[BEGIN TASK INPUT]

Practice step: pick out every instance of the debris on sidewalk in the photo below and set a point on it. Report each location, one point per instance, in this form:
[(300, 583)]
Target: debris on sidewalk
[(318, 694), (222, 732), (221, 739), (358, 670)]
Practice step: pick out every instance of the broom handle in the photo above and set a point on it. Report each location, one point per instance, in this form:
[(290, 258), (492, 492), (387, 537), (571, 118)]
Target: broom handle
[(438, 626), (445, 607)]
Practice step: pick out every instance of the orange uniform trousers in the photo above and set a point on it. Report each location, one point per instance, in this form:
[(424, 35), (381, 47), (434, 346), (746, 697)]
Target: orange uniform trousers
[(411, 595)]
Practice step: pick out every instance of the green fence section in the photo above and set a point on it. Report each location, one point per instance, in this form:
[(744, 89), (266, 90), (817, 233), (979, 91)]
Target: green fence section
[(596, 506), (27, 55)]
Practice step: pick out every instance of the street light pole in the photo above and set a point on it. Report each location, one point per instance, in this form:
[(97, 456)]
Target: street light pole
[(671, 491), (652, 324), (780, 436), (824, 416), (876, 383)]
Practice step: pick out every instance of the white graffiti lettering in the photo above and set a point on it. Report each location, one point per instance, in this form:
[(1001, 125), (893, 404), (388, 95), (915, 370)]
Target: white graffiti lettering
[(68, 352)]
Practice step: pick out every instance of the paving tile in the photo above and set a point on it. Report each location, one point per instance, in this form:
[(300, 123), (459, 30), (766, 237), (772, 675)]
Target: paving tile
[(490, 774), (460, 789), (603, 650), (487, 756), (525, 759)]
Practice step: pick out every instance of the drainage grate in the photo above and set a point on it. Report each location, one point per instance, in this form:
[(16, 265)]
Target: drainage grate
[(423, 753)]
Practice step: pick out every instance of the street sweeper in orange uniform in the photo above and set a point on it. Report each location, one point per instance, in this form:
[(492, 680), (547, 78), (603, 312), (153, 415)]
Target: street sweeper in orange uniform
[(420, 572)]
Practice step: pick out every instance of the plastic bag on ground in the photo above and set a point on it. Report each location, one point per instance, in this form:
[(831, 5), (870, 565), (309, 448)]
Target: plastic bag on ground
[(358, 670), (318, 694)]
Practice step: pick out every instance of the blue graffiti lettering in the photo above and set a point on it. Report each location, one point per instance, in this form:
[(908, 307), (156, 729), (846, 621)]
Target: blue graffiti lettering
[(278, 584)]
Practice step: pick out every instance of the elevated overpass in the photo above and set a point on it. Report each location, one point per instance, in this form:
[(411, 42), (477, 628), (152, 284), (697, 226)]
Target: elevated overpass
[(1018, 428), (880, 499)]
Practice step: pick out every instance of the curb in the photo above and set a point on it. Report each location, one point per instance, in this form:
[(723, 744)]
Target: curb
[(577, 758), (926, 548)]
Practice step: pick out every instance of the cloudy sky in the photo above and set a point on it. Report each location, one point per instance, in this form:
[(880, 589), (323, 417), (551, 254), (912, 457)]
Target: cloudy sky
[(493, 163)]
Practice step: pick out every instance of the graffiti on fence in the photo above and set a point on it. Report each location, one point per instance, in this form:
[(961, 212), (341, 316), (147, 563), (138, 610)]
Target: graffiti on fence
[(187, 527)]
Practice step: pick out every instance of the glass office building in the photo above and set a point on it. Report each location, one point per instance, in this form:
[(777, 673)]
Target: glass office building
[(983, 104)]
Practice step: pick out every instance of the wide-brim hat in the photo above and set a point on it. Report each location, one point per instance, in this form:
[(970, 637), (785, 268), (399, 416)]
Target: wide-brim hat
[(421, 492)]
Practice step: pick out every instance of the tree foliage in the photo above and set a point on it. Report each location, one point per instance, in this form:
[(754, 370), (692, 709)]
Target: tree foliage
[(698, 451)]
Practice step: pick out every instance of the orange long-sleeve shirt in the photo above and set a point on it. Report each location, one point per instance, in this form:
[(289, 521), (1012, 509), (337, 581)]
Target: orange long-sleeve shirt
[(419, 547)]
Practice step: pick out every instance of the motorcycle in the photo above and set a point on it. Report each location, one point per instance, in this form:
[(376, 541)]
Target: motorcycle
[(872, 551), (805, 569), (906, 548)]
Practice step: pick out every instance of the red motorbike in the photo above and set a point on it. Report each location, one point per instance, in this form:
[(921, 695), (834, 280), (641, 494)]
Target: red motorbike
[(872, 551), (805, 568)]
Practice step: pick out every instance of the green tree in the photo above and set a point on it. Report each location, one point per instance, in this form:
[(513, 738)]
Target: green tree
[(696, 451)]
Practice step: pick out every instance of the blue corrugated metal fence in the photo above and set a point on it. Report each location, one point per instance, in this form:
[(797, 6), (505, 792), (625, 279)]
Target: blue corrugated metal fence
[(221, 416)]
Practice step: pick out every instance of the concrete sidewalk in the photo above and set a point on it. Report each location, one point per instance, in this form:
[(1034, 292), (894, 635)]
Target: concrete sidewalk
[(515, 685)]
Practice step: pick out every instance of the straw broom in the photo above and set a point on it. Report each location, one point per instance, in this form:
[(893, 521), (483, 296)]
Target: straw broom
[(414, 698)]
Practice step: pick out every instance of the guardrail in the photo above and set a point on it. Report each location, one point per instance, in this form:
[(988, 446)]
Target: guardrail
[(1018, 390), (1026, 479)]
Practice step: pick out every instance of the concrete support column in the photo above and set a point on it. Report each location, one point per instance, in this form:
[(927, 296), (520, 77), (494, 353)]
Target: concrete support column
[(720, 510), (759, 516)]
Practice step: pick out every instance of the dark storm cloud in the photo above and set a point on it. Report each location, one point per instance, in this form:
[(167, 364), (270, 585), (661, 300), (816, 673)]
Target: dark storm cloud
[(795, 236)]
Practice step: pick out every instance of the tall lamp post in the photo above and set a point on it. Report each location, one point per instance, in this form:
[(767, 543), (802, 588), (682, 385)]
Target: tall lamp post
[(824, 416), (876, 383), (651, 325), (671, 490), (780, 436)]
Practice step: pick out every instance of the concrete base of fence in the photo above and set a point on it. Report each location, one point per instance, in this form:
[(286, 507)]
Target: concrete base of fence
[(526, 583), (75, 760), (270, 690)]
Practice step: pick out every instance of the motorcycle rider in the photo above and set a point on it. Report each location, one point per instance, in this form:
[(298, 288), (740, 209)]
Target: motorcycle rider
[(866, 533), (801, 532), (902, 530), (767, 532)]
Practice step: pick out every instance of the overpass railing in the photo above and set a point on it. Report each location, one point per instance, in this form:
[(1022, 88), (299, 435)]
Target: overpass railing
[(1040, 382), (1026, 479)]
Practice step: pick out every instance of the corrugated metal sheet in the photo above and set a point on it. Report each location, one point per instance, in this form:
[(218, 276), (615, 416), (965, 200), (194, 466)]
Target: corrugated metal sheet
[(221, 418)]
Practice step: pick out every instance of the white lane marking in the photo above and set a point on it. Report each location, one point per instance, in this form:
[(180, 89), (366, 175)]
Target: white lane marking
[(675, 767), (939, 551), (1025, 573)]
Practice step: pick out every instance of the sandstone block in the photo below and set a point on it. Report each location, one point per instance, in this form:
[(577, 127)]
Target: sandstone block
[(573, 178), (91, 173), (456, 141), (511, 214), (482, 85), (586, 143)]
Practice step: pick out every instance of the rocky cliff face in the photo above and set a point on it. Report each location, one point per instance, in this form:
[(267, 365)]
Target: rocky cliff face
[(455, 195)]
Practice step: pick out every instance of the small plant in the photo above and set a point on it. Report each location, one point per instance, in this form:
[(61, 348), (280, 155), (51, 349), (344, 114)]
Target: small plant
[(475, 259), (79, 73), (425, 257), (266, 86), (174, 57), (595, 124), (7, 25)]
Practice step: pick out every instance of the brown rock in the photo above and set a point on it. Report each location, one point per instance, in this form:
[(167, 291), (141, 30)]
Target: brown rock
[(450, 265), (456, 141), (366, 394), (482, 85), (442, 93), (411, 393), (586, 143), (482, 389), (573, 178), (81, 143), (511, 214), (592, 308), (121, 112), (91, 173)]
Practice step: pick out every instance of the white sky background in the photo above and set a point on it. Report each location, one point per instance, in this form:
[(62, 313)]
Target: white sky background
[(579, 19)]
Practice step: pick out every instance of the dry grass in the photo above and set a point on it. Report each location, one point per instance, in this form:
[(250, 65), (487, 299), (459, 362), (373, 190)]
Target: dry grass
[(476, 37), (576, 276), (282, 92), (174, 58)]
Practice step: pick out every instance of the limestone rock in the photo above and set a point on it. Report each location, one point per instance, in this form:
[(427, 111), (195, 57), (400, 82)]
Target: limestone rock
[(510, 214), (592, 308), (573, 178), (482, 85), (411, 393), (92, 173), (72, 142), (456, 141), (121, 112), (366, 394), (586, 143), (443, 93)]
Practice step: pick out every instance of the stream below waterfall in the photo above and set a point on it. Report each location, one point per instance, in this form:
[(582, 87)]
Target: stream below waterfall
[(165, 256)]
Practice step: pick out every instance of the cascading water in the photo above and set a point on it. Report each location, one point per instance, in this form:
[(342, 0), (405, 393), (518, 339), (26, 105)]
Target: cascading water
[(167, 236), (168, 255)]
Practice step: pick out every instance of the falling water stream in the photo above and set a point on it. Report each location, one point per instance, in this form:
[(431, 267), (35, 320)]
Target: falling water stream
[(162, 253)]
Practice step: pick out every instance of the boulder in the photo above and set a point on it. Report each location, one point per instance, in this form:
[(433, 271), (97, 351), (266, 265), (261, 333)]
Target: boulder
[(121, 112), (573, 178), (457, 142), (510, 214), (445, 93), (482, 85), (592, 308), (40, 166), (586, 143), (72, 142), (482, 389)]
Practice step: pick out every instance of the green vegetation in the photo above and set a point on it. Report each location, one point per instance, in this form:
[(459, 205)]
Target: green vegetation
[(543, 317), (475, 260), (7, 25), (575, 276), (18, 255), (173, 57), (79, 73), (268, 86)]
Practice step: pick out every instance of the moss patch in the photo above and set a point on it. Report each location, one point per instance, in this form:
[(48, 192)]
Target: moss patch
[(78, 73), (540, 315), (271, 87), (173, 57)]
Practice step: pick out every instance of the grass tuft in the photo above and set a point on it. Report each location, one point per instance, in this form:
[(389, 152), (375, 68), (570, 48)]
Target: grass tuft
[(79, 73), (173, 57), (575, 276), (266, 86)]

[END TASK INPUT]

YOUR TASK:
Output the listing from its first line through the line containing "[(671, 491), (652, 324), (780, 436), (824, 416), (876, 383)]" as a Markdown table with the columns Row and Line. Number each row and leave out blank lines.

RESULT OF THE TASK:
| Row | Line |
|---|---|
| 1 | Practice step: pick out every instance of the debris on sidewalk in the photo below and set a point on it. Report each location, one point per instance, in this form: |
| 2 | [(300, 583)] |
| 3 | Target: debris on sidewalk |
| 4 | [(318, 694), (222, 732), (221, 739), (358, 670)] |
| 5 | Practice step: pick out every instance of the broom handle in the photo above and set a point on it. Report each location, one point per instance, in this form: |
| 6 | [(290, 258), (492, 492), (387, 537), (571, 118)] |
| 7 | Target: broom handle |
| 8 | [(438, 626), (445, 607)] |
| 9 | Practice step: pick out every instance of the orange uniform trousers in the photo above and set a point on it. Report each location, one point per instance, in this form: |
| 10 | [(424, 35), (381, 47), (434, 346), (746, 697)] |
| 11 | Target: orange uniform trousers |
| 12 | [(411, 595)] |
| 13 | Practice step: pick out every instance of the green fence section in the photo above and set a point on it. Report each location, one point per instance, in this form: |
| 14 | [(744, 89), (266, 90), (817, 233), (979, 91)] |
| 15 | Target: green fence section |
| 16 | [(596, 506), (27, 55)] |
| 17 | Practice step: pick out every instance of the street light pole in the photo above and set a point on it. Report each location, one point per instance, in this form: |
| 18 | [(97, 456)] |
| 19 | Target: street light pole |
| 20 | [(671, 491), (652, 324), (780, 436), (824, 416), (876, 383)] |